**REQUIRED TASK:** Set down, without alteration, the lines from the one that contains "Guideline: for each instance of the tour" through the final line of the material below.

(Point labeling dataset excerpts)
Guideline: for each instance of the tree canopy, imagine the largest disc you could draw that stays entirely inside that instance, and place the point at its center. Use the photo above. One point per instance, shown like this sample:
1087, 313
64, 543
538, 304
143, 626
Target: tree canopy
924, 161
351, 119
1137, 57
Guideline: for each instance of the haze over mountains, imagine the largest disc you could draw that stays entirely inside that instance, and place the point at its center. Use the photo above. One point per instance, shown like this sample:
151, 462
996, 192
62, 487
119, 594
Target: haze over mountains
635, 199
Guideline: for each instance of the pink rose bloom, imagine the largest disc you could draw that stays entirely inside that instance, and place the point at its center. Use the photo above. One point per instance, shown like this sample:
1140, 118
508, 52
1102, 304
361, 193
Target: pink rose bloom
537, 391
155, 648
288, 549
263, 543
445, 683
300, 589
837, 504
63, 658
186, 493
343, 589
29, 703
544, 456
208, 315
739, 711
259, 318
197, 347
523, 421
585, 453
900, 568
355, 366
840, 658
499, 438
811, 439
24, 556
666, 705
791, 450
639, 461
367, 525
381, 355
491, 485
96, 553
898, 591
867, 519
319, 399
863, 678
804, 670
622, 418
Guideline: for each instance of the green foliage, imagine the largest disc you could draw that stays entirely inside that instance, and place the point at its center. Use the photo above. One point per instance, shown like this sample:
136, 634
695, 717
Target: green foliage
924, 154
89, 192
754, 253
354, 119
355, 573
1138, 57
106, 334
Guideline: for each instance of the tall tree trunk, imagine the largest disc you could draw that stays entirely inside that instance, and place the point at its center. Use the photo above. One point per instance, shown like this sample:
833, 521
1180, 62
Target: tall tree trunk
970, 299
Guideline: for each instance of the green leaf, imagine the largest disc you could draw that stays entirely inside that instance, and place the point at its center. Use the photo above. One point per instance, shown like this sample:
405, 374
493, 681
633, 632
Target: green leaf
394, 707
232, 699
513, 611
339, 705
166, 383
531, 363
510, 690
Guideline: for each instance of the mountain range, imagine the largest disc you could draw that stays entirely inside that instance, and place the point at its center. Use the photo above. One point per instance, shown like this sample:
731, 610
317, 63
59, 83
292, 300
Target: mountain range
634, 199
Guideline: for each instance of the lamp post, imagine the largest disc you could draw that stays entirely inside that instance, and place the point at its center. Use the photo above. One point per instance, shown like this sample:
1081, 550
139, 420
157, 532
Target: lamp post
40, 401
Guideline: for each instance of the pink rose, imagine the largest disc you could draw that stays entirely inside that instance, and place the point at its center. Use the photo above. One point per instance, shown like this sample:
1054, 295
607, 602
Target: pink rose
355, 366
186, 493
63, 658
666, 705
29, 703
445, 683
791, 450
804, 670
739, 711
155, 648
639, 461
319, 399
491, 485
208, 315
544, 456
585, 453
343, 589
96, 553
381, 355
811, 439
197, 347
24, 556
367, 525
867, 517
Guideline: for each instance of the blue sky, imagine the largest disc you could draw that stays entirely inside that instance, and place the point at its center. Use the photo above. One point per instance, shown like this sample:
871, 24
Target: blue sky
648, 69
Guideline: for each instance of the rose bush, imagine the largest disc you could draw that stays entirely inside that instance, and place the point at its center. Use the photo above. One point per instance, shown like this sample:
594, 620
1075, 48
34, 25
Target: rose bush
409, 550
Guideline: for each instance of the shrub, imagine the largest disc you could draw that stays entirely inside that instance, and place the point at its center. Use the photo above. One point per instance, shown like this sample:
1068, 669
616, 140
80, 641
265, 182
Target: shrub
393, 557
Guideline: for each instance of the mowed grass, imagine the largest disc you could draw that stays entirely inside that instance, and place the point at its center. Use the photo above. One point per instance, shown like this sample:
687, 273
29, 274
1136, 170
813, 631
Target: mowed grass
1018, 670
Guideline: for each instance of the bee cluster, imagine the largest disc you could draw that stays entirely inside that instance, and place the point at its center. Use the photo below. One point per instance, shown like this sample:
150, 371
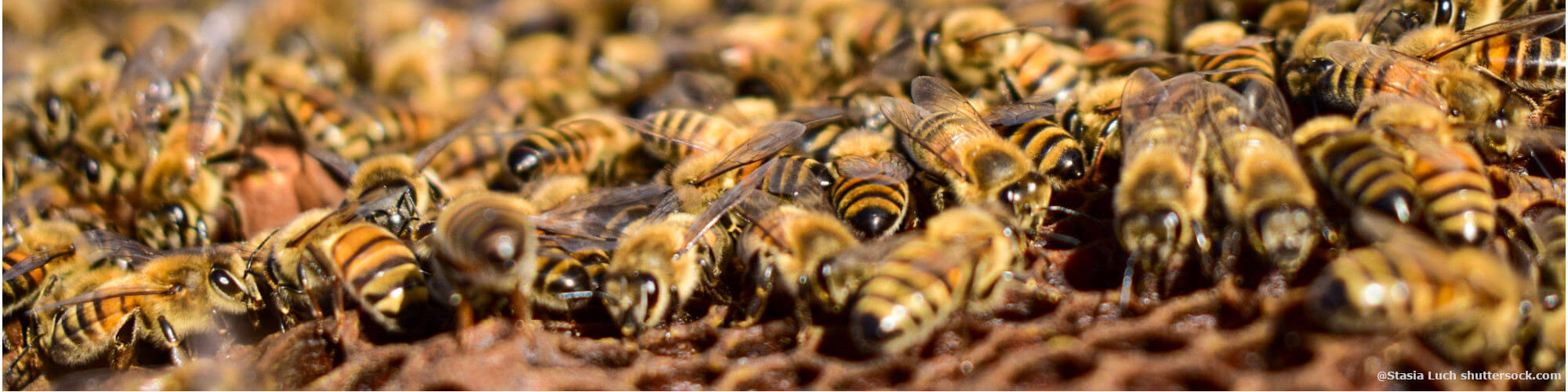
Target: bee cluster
873, 183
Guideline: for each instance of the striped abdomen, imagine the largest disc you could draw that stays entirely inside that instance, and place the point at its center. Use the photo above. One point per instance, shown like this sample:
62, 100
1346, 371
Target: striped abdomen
564, 150
794, 175
82, 333
874, 205
1360, 172
1255, 57
899, 308
181, 225
694, 128
380, 269
1456, 194
946, 137
1056, 153
1531, 65
387, 129
1047, 68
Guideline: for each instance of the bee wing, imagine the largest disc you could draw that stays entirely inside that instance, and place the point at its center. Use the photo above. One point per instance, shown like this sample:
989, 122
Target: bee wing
763, 145
937, 96
612, 198
34, 263
1141, 101
107, 294
725, 203
1222, 49
816, 117
430, 151
1398, 71
365, 305
1269, 109
906, 117
902, 114
860, 167
1541, 24
576, 245
96, 245
648, 132
1018, 114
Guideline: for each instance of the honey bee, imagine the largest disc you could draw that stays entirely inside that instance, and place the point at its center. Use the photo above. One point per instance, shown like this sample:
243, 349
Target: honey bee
1163, 198
579, 147
655, 274
920, 283
1145, 24
699, 181
1034, 129
1044, 68
487, 250
396, 191
167, 300
1308, 70
1531, 220
1357, 167
1545, 222
858, 32
1537, 71
622, 65
782, 253
1225, 46
1451, 184
318, 256
107, 156
1285, 21
873, 195
960, 46
1396, 283
1094, 120
181, 194
1387, 20
948, 137
1263, 187
29, 264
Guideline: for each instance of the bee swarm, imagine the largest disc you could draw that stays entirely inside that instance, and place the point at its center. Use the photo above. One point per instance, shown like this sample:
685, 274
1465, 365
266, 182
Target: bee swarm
938, 195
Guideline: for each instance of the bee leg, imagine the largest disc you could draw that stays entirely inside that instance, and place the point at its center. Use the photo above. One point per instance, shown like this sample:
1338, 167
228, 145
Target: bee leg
1230, 252
122, 354
802, 321
1127, 285
176, 352
465, 321
521, 307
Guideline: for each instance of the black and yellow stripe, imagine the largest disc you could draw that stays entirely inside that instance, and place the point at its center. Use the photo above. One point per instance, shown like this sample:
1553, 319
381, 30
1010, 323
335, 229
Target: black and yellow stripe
873, 205
561, 274
380, 270
694, 128
899, 307
1530, 64
1056, 153
1359, 170
82, 333
1456, 195
1144, 23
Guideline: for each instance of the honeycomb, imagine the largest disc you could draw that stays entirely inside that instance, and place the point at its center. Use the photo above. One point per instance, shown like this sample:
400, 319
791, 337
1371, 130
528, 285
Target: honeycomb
1064, 328
1214, 339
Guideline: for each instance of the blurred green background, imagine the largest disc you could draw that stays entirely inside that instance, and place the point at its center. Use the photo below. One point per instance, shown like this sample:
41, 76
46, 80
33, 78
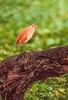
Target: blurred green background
52, 17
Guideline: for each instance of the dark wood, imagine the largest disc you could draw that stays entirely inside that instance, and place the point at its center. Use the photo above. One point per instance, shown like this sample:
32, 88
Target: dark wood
20, 71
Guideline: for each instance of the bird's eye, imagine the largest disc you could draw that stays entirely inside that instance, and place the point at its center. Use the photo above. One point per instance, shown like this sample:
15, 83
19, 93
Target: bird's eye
33, 25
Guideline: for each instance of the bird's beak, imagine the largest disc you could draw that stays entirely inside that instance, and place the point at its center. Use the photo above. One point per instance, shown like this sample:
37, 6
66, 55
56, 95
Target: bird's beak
36, 25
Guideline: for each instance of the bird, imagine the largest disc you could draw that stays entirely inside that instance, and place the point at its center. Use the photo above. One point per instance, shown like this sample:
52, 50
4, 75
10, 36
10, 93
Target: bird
26, 34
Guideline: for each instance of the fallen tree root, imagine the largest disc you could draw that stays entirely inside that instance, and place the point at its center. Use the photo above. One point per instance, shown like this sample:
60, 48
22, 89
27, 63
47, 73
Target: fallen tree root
19, 71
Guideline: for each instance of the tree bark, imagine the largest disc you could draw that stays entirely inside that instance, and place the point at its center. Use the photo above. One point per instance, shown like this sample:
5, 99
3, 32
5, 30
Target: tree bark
18, 72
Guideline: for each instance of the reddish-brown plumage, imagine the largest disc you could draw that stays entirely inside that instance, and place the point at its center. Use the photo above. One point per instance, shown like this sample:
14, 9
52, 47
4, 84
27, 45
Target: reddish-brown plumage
26, 34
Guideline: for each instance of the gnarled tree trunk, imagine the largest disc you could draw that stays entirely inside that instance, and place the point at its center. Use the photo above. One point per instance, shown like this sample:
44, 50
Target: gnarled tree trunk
19, 71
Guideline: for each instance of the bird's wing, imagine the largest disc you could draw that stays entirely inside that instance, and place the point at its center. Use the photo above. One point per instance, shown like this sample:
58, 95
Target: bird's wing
22, 36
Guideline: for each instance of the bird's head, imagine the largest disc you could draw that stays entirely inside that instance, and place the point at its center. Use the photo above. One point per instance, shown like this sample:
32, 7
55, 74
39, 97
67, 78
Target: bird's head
34, 25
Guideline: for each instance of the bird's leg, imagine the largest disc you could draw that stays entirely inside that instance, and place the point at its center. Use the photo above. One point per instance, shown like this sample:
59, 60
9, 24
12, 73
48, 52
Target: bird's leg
24, 51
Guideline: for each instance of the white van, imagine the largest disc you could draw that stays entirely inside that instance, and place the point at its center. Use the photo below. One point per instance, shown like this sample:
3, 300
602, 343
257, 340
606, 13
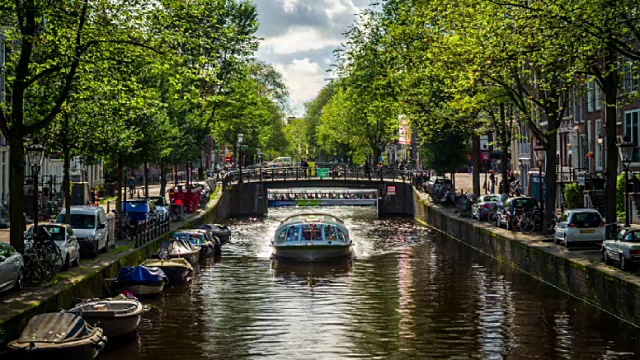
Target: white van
89, 224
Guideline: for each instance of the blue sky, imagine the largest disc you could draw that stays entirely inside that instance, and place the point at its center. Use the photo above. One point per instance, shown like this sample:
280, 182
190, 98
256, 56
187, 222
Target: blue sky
299, 38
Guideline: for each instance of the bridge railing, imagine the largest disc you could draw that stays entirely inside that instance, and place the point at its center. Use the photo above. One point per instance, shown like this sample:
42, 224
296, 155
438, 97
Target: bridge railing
336, 172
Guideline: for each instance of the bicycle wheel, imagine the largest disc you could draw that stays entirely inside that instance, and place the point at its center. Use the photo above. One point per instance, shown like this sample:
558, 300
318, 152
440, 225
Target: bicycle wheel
32, 274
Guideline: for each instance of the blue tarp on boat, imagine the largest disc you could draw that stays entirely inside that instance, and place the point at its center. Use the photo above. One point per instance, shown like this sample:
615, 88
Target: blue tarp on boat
141, 275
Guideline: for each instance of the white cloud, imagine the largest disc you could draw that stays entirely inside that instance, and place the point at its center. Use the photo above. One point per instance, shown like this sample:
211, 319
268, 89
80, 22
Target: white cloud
299, 39
304, 79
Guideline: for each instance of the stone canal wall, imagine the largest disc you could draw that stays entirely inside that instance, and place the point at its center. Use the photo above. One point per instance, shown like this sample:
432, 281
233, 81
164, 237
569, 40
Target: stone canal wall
88, 280
584, 277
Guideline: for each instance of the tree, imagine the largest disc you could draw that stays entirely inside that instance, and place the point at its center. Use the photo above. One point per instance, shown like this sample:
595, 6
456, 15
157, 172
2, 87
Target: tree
47, 42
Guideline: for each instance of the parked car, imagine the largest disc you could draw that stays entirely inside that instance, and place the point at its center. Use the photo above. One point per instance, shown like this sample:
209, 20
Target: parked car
162, 207
507, 211
625, 249
485, 205
11, 268
140, 211
89, 224
62, 236
579, 225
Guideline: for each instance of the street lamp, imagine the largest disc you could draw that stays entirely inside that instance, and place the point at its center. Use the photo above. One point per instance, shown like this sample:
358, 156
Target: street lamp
540, 150
626, 154
35, 156
240, 138
600, 144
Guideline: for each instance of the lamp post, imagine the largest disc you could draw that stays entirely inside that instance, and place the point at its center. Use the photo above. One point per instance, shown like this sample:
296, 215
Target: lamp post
600, 144
626, 154
240, 139
35, 155
540, 162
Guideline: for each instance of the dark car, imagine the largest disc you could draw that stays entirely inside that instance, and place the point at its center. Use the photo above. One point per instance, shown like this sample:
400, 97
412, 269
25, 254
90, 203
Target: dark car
507, 212
139, 211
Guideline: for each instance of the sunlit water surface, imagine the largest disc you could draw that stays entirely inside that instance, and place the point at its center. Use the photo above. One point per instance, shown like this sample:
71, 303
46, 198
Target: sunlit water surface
407, 294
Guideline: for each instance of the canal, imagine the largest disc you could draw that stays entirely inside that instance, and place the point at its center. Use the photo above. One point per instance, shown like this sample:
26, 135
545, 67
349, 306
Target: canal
409, 293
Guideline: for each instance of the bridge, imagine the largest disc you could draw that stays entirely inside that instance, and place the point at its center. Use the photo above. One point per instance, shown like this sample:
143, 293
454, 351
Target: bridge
247, 191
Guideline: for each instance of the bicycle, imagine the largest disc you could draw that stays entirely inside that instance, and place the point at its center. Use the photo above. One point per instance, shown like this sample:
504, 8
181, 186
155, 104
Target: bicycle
43, 259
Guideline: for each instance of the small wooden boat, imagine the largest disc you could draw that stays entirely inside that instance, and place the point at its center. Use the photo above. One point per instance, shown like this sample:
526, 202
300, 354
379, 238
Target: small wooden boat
59, 336
312, 237
115, 317
177, 270
142, 280
222, 232
200, 239
179, 248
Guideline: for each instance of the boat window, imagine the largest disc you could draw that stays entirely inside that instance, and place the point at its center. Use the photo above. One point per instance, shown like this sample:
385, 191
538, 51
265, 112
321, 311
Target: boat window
293, 234
330, 233
311, 233
341, 235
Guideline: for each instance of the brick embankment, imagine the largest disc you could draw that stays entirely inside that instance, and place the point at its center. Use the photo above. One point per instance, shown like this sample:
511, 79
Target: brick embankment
88, 280
579, 271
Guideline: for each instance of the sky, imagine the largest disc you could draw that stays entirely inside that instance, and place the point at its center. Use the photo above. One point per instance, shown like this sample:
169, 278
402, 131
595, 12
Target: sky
299, 39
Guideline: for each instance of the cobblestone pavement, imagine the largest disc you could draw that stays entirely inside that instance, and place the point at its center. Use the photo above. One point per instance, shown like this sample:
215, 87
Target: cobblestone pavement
154, 190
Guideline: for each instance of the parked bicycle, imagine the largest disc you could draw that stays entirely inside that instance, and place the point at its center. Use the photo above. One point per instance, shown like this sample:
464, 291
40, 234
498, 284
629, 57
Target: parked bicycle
42, 260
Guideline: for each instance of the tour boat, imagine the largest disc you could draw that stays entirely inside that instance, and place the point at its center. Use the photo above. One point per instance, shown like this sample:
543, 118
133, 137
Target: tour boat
177, 270
59, 336
116, 317
322, 197
311, 237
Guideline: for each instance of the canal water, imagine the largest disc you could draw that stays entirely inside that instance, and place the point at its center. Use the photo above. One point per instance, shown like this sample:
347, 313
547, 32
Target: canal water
409, 293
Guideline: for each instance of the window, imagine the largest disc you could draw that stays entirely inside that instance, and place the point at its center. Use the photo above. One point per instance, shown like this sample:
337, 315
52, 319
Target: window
631, 130
590, 96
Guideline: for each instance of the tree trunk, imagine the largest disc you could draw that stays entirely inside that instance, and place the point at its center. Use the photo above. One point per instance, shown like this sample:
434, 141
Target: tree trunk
550, 182
146, 181
16, 193
119, 193
66, 183
476, 164
610, 90
163, 179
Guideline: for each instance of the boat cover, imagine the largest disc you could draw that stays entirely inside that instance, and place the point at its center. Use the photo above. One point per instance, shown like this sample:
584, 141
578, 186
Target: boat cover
141, 274
55, 328
216, 229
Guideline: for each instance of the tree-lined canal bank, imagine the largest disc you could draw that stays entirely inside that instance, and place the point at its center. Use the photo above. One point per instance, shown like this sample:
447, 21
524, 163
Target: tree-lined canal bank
408, 293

**EXERCISE ANSWER:**
Guideline: for each instance of the tour boat, imagine the largest disc you could draw that stays entirely inside that instance, and place the point at its center. Use the photo above. One point per instance, shown like this sample:
543, 118
133, 137
Target: tour boat
177, 270
59, 336
116, 317
322, 197
311, 237
Guideline: for each instance of the canal water, imagine the largest disc you could draw that stays entirely inside that instance, and place the point at its center. Use the photo above. One point per instance, shown like this sample:
347, 313
547, 32
Target: canal water
409, 293
Guideline: for each instance of the window, imagine the largest disc you could draw that stays entirely inside that instance, and place the point at its center. Use the photo above. One point per instance, shown like this sample:
337, 315
52, 319
Target: window
631, 130
590, 96
Guideline: for each instance of the tree trunk, imagine the largest disc you could draw that stays entirely inside that instance, and place the point at its center. Use the photo above. One point per instance, shown like this sample:
434, 141
Target: tree trunk
550, 182
146, 181
16, 193
119, 193
66, 183
476, 164
610, 90
163, 179
Guideline: for each instance of the boat cover, imagine the largest disc you could draw that stays entirely inside that instance, and place the point at its center. Use the photo above. One point per instance, shown like this sample:
584, 141
578, 186
Target: boat cover
141, 274
55, 328
216, 229
Guideline: for each instance of the tree-lined canal bank, imagine the largest disc you could draw that stays entirely inside that instance, and place the point at its center. Use the photo above. One point per instance, shown like this sample:
447, 21
524, 163
Target: tree-lined canal bank
408, 293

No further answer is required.